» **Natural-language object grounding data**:

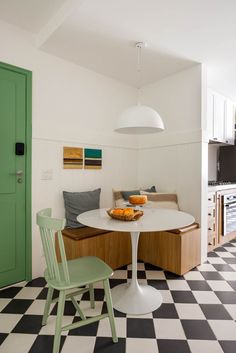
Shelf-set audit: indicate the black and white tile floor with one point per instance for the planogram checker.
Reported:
(197, 315)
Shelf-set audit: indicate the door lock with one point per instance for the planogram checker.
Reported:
(19, 173)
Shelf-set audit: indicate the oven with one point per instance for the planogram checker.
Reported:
(229, 213)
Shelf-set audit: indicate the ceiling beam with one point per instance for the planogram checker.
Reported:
(56, 21)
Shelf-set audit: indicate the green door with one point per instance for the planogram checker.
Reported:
(14, 266)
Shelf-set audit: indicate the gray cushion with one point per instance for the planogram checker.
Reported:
(126, 194)
(79, 202)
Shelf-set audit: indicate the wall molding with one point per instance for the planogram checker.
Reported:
(171, 139)
(158, 140)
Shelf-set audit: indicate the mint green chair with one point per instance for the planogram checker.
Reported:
(78, 274)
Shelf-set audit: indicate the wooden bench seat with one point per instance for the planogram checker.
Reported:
(112, 247)
(177, 250)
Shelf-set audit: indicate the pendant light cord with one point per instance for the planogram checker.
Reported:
(139, 68)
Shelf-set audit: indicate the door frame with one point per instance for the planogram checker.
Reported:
(28, 134)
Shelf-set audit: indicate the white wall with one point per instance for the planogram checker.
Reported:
(72, 106)
(172, 160)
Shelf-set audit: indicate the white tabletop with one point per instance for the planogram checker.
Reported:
(152, 220)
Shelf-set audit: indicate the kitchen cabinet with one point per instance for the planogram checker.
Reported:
(215, 233)
(220, 118)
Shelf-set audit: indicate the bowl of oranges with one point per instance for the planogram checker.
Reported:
(125, 214)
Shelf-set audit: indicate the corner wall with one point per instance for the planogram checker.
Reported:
(172, 160)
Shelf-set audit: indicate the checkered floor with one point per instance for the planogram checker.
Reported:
(197, 315)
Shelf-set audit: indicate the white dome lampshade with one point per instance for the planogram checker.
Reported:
(139, 119)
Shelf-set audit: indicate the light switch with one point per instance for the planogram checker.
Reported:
(47, 174)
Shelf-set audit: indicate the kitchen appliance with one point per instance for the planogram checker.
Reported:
(227, 163)
(229, 213)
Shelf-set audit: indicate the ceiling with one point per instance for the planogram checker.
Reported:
(100, 35)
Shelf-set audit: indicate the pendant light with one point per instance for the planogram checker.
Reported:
(139, 119)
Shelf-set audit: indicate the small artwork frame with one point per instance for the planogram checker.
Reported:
(92, 158)
(73, 158)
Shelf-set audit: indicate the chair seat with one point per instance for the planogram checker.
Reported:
(82, 271)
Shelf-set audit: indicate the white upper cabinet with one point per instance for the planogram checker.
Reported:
(220, 118)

» **Try it**: Which of the lines above mention the word "floor"? Pull those lines out.

» **Solution**:
Shelf-set audit: indicate the black and white tile floor with one point per instance for the planogram checker.
Shelf-set audit: indicate the checkered floor with one point per instance for the planogram checker.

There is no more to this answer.